(Stated problem):
In the records below, find the line holding "Target: bare branch"; copy it and every line after it to the end, omitting all images.

:: Data listing ::

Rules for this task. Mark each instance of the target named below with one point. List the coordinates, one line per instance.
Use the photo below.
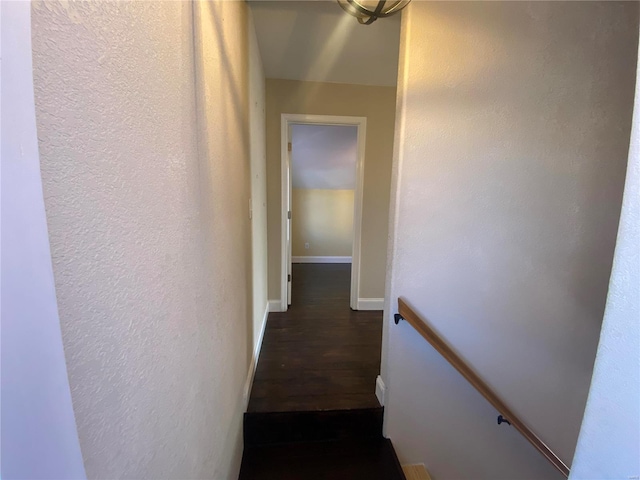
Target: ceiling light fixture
(368, 11)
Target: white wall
(258, 192)
(39, 437)
(609, 441)
(512, 138)
(143, 121)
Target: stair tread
(373, 459)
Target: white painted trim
(381, 390)
(275, 305)
(320, 259)
(370, 304)
(254, 360)
(287, 119)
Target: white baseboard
(321, 259)
(381, 390)
(274, 306)
(254, 359)
(371, 304)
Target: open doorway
(322, 197)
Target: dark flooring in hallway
(320, 354)
(313, 413)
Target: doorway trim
(288, 119)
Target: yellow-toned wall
(377, 104)
(324, 219)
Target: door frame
(288, 119)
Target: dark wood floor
(313, 413)
(366, 459)
(319, 355)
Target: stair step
(263, 428)
(369, 458)
(416, 472)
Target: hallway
(320, 354)
(313, 412)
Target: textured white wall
(512, 138)
(609, 442)
(39, 436)
(144, 138)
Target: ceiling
(315, 40)
(324, 156)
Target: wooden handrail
(472, 377)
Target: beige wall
(145, 148)
(324, 219)
(512, 139)
(378, 105)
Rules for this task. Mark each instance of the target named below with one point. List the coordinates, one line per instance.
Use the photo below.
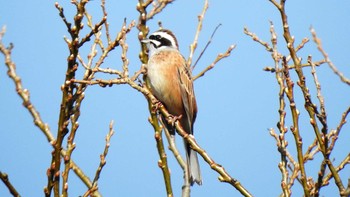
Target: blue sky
(237, 101)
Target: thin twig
(5, 179)
(325, 55)
(217, 59)
(206, 46)
(193, 46)
(94, 186)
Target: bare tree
(100, 42)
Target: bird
(171, 83)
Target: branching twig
(325, 55)
(94, 186)
(206, 46)
(5, 179)
(193, 46)
(217, 59)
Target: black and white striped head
(161, 39)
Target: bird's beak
(146, 41)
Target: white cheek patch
(166, 36)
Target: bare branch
(5, 179)
(193, 46)
(325, 55)
(217, 59)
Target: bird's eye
(158, 37)
(155, 37)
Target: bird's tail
(193, 165)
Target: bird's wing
(187, 94)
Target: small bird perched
(171, 83)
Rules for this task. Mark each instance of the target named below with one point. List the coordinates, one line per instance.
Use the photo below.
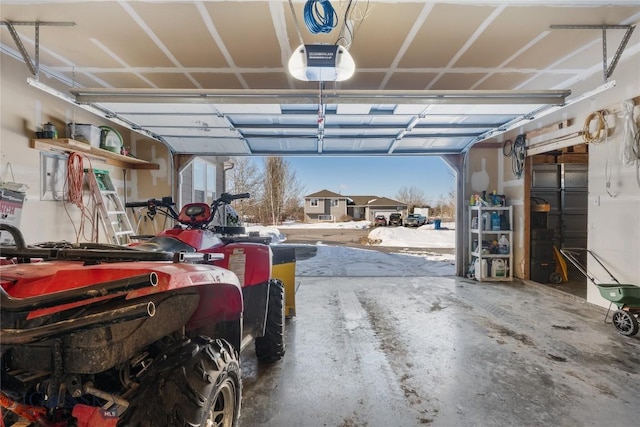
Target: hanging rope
(75, 180)
(630, 135)
(517, 150)
(74, 190)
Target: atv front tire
(199, 385)
(271, 347)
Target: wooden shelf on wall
(71, 145)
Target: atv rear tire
(271, 347)
(199, 385)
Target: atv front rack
(91, 252)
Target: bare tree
(412, 196)
(282, 191)
(245, 177)
(445, 207)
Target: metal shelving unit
(478, 232)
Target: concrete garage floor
(411, 351)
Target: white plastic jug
(498, 268)
(480, 269)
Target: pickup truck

:::

(Solution):
Target: bare branch
(5, 179)
(193, 46)
(325, 55)
(217, 59)
Target: bird's eye
(158, 37)
(155, 37)
Target: bird's tail
(193, 165)
Target: bird's wing
(187, 94)
Target: small bird perched
(171, 83)
Rules for this task. Mark each instance of the target named below with one point. List the coordinates, one line per instance.
Use the photo below.
Target: hanging rope
(75, 180)
(630, 135)
(517, 150)
(74, 190)
Target: atv front tire
(199, 385)
(271, 347)
Target: wooden shelf on wall
(71, 145)
Target: atv rear tire
(271, 347)
(199, 385)
Target: atv front rack
(91, 252)
Target: bare tree
(412, 196)
(282, 191)
(245, 177)
(445, 207)
Target: metal shelving unit
(478, 232)
Target: concrete garage floor
(411, 351)
Target: white plastic jug
(498, 268)
(480, 269)
Target: pickup truck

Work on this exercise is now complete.